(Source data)
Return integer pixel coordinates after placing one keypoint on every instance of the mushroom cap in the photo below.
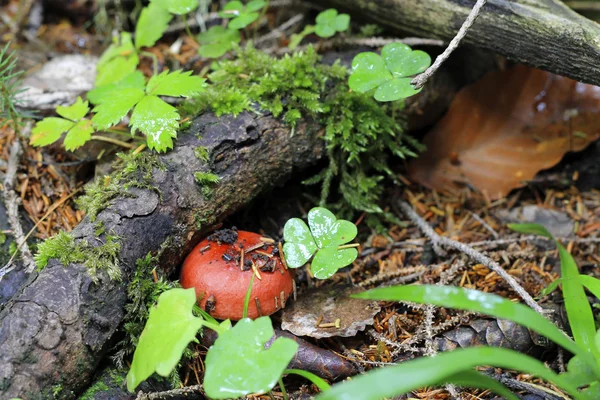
(216, 275)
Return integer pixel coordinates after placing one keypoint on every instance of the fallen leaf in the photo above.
(501, 131)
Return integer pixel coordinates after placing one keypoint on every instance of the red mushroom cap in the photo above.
(213, 269)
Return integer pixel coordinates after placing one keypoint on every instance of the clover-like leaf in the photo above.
(118, 60)
(157, 120)
(152, 23)
(217, 41)
(75, 111)
(329, 259)
(49, 130)
(242, 15)
(178, 7)
(238, 363)
(170, 327)
(175, 84)
(389, 73)
(329, 22)
(328, 230)
(299, 244)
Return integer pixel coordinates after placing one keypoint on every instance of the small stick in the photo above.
(420, 80)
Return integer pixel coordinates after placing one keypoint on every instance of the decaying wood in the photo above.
(56, 329)
(545, 34)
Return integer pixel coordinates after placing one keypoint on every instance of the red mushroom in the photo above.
(221, 266)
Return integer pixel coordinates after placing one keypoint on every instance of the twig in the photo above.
(438, 240)
(169, 394)
(11, 200)
(420, 80)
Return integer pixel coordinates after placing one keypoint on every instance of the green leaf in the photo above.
(579, 372)
(394, 381)
(531, 229)
(217, 41)
(329, 259)
(238, 363)
(175, 84)
(78, 135)
(152, 24)
(389, 72)
(157, 120)
(170, 327)
(178, 7)
(327, 230)
(49, 130)
(474, 300)
(119, 60)
(368, 72)
(402, 61)
(329, 22)
(395, 89)
(112, 109)
(104, 93)
(75, 111)
(299, 244)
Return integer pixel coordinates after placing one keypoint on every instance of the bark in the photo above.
(55, 330)
(545, 34)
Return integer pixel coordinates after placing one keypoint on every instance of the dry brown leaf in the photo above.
(501, 131)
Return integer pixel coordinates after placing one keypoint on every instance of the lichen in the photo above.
(361, 134)
(67, 250)
(132, 170)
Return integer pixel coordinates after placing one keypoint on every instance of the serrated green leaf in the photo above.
(118, 60)
(112, 109)
(299, 244)
(49, 130)
(402, 61)
(329, 259)
(170, 327)
(368, 72)
(79, 135)
(389, 382)
(327, 230)
(474, 300)
(396, 89)
(178, 7)
(217, 41)
(175, 84)
(238, 363)
(152, 24)
(157, 120)
(74, 112)
(106, 92)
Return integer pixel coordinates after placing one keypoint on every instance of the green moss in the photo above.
(362, 136)
(64, 248)
(132, 170)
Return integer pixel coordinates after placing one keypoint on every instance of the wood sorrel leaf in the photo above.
(299, 244)
(327, 230)
(170, 327)
(238, 363)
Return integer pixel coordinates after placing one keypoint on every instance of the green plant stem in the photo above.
(113, 141)
(154, 60)
(282, 388)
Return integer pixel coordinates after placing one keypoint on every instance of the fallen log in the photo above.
(544, 34)
(56, 329)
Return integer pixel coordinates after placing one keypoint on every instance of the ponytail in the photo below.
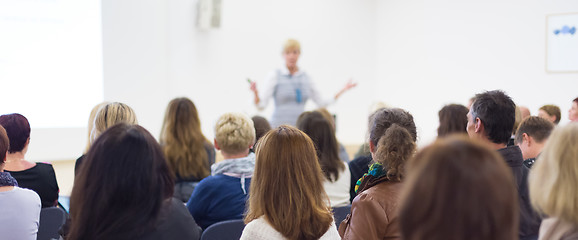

Instructions to follow.
One exact copy of the data is required, and it should hold no pictures.

Output.
Return integer pixel coordinates after placing one keypoint on every instance of the mushroom cap in the photo below.
(216, 275)
Return integer pixel coordinates after placing one keypoint on every instance of the fallen leaf in the photo above.
(501, 131)
Return integer pixel coordinates after placing one keypoint on every instance of the red mushroom cap in the photo above.
(213, 269)
Return integer pixel coordinates after placing one keypoint on every instance of the clover-like leaf in the photo above.
(118, 60)
(157, 120)
(152, 23)
(217, 41)
(75, 111)
(329, 259)
(49, 130)
(242, 15)
(178, 7)
(238, 363)
(170, 327)
(175, 84)
(389, 73)
(329, 22)
(328, 230)
(299, 244)
Return integer pixel coordinates after placing one keypoint on every instance of the small stick in the photo above.
(420, 80)
Return integer pixel coordinates after placing one keypoint on every instance of the decaying wood in the photo above.
(56, 329)
(545, 34)
Return integer pixel coordinates after placing one keypoint on every instance of the red mushroom in the photo above.
(221, 266)
Return integer pixel coordinates after placing one keypoint on every instance of the twig in the photo above.
(438, 240)
(169, 394)
(11, 200)
(420, 80)
Return integer pixel coordinates after placing one keypoint on every instance of the green leaf in the photo above.
(579, 372)
(394, 381)
(531, 229)
(217, 41)
(329, 259)
(238, 363)
(175, 84)
(78, 135)
(152, 24)
(389, 72)
(157, 120)
(170, 327)
(178, 7)
(327, 230)
(49, 130)
(474, 300)
(119, 60)
(368, 72)
(402, 61)
(329, 22)
(395, 89)
(112, 109)
(104, 93)
(75, 111)
(299, 244)
Return integer pixel coordinates after placing one keypoint on every instance of the bark in the photo above.
(55, 330)
(545, 34)
Return integer pixel coordinates after placing one keypoint on every instance of the dry brown leaf in the photo above.
(501, 131)
Return integer pixel coordinates after placing one keypoint on every instance of the lichen in the photo above.
(361, 134)
(67, 250)
(132, 170)
Return integer pixel coordinates after placing one keypoint on every instance of the serrated green leaf in the photo above.
(118, 60)
(112, 109)
(299, 244)
(49, 130)
(402, 61)
(329, 259)
(170, 327)
(368, 72)
(79, 135)
(389, 382)
(327, 230)
(474, 300)
(396, 89)
(178, 7)
(217, 41)
(175, 84)
(238, 363)
(152, 24)
(157, 120)
(74, 112)
(106, 92)
Return integer pixel coordinates after placing one keypoint on every instance of the green moss in the photo above.
(362, 136)
(64, 248)
(132, 170)
Return integer pixel coordinates after placing one keypoint on every instance of the wood sorrel leaf in the photo above.
(299, 244)
(327, 230)
(170, 327)
(238, 363)
Return integer pixel coordinates after placing one keypoint on every instance of the green plant stem in the photo above.
(113, 141)
(154, 60)
(282, 388)
Return integer pixel coordinates after placing one keypoint on every instance of the fallen log in the photo above.
(544, 34)
(56, 329)
Return integer pixel coordinates after placing one keypoint on every instance of the ponytail in the photo below.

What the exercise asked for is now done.